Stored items
***
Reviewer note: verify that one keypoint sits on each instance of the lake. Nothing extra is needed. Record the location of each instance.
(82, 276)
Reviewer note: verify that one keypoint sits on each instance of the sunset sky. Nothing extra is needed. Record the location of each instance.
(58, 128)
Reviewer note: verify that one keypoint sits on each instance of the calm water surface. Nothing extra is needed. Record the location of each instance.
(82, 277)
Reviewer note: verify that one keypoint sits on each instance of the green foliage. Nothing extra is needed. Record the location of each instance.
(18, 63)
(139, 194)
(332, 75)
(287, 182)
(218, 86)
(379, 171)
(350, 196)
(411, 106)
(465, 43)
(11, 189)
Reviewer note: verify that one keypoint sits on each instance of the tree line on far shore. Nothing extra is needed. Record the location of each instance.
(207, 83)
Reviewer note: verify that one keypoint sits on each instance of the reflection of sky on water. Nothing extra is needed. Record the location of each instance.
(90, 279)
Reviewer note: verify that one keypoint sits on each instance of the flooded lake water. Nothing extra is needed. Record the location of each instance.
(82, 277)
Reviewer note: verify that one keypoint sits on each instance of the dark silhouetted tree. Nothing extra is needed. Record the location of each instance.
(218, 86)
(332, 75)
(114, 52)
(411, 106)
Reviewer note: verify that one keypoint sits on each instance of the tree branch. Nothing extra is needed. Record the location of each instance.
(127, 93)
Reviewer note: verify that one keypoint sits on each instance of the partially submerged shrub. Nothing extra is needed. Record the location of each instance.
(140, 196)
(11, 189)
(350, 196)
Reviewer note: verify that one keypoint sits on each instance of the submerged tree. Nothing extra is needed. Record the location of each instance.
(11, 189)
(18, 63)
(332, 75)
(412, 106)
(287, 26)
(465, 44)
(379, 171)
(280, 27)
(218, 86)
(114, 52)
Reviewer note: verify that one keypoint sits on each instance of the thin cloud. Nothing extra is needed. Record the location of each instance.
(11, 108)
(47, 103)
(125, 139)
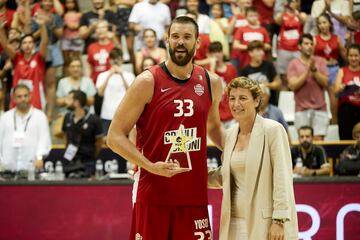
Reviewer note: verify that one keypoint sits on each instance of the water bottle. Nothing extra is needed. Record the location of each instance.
(31, 171)
(299, 162)
(98, 169)
(50, 169)
(115, 166)
(59, 171)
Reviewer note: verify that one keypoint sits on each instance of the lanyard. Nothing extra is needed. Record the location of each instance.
(26, 124)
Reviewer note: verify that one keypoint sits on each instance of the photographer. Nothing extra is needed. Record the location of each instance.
(112, 85)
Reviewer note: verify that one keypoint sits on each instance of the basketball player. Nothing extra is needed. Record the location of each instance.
(173, 104)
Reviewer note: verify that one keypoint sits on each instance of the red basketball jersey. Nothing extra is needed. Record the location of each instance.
(174, 103)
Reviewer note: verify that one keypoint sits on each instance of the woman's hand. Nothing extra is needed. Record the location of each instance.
(276, 232)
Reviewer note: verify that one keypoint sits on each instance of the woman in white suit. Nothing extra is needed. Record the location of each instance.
(256, 173)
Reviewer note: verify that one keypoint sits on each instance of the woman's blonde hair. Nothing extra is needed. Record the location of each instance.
(246, 83)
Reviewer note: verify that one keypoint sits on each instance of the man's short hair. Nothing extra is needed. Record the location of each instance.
(80, 96)
(185, 20)
(353, 46)
(115, 53)
(356, 129)
(215, 47)
(306, 127)
(255, 45)
(21, 86)
(250, 9)
(306, 35)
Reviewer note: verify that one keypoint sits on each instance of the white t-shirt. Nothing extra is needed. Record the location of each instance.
(155, 16)
(114, 91)
(35, 140)
(203, 22)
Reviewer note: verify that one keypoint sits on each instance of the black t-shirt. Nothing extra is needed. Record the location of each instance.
(265, 73)
(313, 160)
(89, 17)
(83, 134)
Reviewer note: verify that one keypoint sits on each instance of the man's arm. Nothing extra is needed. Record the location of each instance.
(98, 144)
(136, 98)
(214, 128)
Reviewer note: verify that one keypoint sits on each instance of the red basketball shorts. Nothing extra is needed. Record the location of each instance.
(170, 223)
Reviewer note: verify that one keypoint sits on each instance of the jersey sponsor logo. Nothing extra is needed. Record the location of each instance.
(193, 145)
(33, 64)
(138, 236)
(199, 89)
(164, 89)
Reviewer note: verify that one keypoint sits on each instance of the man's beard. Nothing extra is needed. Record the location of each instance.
(181, 61)
(306, 145)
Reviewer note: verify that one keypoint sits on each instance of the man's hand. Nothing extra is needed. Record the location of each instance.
(39, 164)
(167, 169)
(276, 232)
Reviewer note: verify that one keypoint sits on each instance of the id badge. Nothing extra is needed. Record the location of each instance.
(18, 139)
(70, 152)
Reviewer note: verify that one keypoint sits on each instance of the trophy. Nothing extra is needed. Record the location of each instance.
(180, 144)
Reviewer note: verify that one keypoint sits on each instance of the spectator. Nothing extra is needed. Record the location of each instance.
(122, 10)
(98, 51)
(147, 63)
(84, 137)
(150, 50)
(22, 16)
(291, 23)
(54, 58)
(330, 47)
(308, 159)
(74, 81)
(29, 65)
(268, 110)
(262, 71)
(339, 12)
(88, 22)
(348, 89)
(350, 158)
(112, 85)
(244, 35)
(226, 72)
(202, 52)
(265, 9)
(202, 20)
(71, 43)
(24, 133)
(6, 68)
(235, 22)
(308, 78)
(6, 15)
(219, 28)
(142, 17)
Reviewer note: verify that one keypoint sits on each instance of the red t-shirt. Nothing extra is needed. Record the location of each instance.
(8, 15)
(265, 13)
(328, 49)
(98, 58)
(350, 78)
(31, 73)
(201, 52)
(175, 102)
(290, 32)
(310, 95)
(240, 22)
(246, 35)
(226, 77)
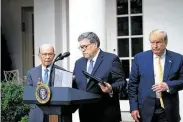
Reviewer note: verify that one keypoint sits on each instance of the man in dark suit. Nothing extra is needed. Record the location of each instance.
(155, 79)
(40, 74)
(105, 66)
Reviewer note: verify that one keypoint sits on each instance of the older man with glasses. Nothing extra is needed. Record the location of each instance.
(40, 74)
(105, 66)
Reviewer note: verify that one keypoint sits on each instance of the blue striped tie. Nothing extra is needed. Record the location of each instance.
(46, 76)
(90, 68)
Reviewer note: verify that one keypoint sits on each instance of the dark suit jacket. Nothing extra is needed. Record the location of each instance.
(142, 78)
(33, 76)
(107, 67)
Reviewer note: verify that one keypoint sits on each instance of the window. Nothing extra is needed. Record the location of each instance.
(129, 19)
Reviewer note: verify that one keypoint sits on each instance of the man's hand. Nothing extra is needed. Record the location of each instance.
(107, 88)
(39, 82)
(160, 87)
(135, 114)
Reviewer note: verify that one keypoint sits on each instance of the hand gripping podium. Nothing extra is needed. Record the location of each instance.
(62, 101)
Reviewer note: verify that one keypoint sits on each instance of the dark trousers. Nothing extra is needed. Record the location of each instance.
(159, 113)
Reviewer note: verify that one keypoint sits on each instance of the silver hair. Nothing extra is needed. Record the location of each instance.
(91, 36)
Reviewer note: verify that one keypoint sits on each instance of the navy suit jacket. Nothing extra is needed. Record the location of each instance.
(33, 76)
(142, 97)
(108, 68)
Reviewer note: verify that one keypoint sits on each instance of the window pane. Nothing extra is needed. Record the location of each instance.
(122, 7)
(123, 26)
(137, 45)
(136, 6)
(123, 47)
(125, 64)
(136, 26)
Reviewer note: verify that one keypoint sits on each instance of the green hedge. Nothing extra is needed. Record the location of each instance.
(12, 107)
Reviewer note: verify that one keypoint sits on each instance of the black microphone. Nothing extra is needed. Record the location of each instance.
(66, 54)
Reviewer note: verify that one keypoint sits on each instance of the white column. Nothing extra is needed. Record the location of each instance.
(84, 16)
(50, 22)
(44, 24)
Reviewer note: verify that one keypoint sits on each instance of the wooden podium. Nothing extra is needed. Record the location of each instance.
(63, 100)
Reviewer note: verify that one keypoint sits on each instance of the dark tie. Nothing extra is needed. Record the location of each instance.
(90, 68)
(46, 76)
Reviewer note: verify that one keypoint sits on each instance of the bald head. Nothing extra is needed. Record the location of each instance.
(46, 46)
(158, 39)
(46, 54)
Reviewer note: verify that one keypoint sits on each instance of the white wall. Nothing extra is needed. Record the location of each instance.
(11, 24)
(50, 26)
(84, 16)
(166, 15)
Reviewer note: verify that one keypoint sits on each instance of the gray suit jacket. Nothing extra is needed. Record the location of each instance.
(33, 76)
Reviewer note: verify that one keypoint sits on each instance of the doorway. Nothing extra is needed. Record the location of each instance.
(27, 39)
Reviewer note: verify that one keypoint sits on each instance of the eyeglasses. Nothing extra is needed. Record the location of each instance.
(84, 47)
(156, 42)
(47, 54)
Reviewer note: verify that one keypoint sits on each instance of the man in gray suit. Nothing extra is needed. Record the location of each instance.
(41, 73)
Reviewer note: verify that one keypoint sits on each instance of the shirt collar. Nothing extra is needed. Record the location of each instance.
(95, 57)
(162, 56)
(43, 68)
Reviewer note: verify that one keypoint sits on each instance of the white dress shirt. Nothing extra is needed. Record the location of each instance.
(43, 72)
(162, 61)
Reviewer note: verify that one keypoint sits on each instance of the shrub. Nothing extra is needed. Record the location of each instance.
(12, 106)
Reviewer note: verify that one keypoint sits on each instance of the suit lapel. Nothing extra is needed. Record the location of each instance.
(97, 64)
(167, 67)
(83, 68)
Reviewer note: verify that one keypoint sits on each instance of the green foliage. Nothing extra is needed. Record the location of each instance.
(12, 106)
(24, 119)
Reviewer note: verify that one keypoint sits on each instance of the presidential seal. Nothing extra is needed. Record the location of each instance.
(43, 93)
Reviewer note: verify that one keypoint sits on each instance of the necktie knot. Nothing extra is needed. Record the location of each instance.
(90, 68)
(46, 76)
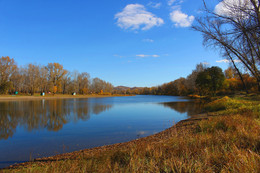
***
• [Goal]: Pick out every line above that contains the word "woman" and copy each one. Case matters.

• [Final result]:
Reviewer note: verify that one keypoint sits on each instance of the woman's hand. Nothing extra is needed. Record the location of each instance.
Reviewer note: verify that one keypoint sits on each instance of the woman in white suit. Nothing extra is needed. Record the location of each instance.
Reviewer note: verify that one keypoint sits on each instance of the woman's blonde hair. Nothing extra is needed. Record the location of each instance.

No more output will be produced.